- _EXERCISE MATERIALS_
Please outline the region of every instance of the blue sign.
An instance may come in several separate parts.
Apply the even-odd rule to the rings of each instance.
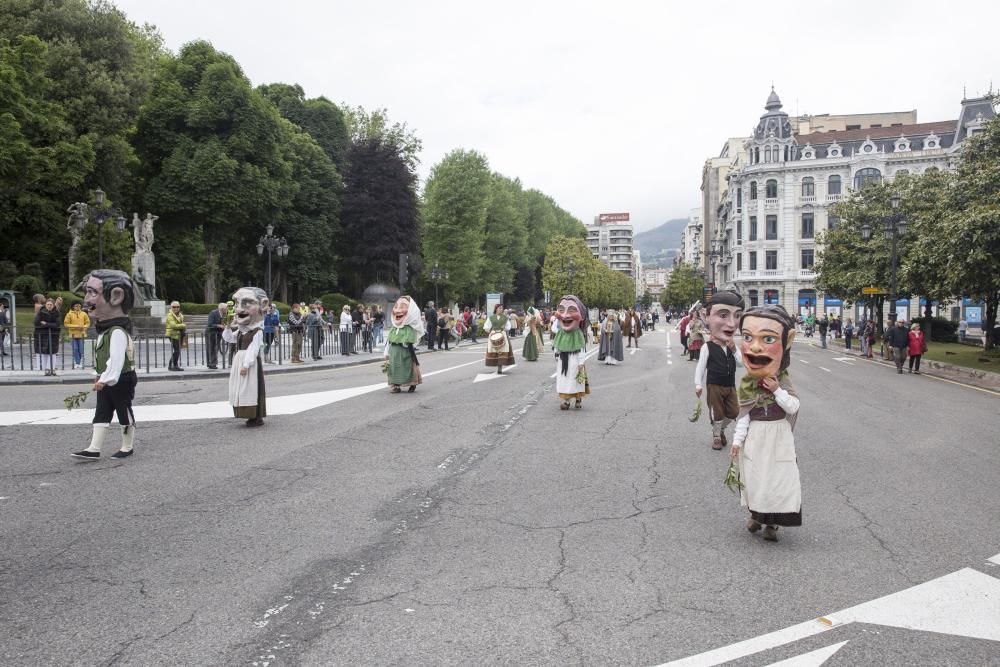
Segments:
[[[926,306],[927,305],[927,299],[925,299],[924,297],[920,297],[920,305],[921,306]],[[932,306],[938,305],[938,300],[934,299],[933,301],[931,301],[931,305]]]
[[[816,297],[814,296],[800,296],[799,297],[800,306],[814,306],[816,305]]]
[[[963,306],[983,306],[985,304],[986,304],[986,302],[983,301],[982,299],[980,299],[979,301],[975,301],[975,302],[973,302],[973,300],[970,299],[969,297],[965,297],[965,298],[962,299],[962,305]]]
[[[896,299],[896,305],[897,306],[907,306],[907,307],[909,307],[910,300],[909,299]]]
[[[824,297],[823,304],[826,305],[826,306],[843,306],[844,305],[844,300],[843,299],[835,299],[832,296],[828,296],[828,297]]]
[[[981,327],[983,325],[983,309],[979,306],[969,306],[965,309],[965,321],[970,327]]]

- _TASK TO CARRY OUT_
Hand back the data above exactly, leaving out all pictures.

- _ANSWER AREA_
Please outline the region of every instance of the blue sign.
An instance may come in several separate parts.
Apply the even-odd rule to the rings of each instance.
Segments:
[[[926,306],[927,305],[927,299],[925,299],[924,297],[920,297],[920,305],[921,306]],[[932,306],[938,305],[938,300],[934,299],[933,301],[931,301],[931,305]]]
[[[816,297],[814,296],[800,296],[799,297],[800,306],[814,306],[816,305]]]
[[[963,306],[983,306],[985,304],[986,304],[986,302],[983,301],[982,299],[980,299],[979,301],[975,301],[975,302],[973,302],[973,300],[970,299],[969,297],[965,297],[965,298],[962,299],[962,305]]]
[[[896,299],[896,305],[897,306],[907,306],[907,307],[909,307],[910,300],[909,299]]]
[[[824,297],[823,304],[826,305],[826,306],[843,306],[844,305],[844,300],[843,299],[835,299],[832,296],[828,296],[828,297]]]
[[[981,327],[983,325],[983,309],[979,306],[969,306],[965,309],[965,321],[970,327]]]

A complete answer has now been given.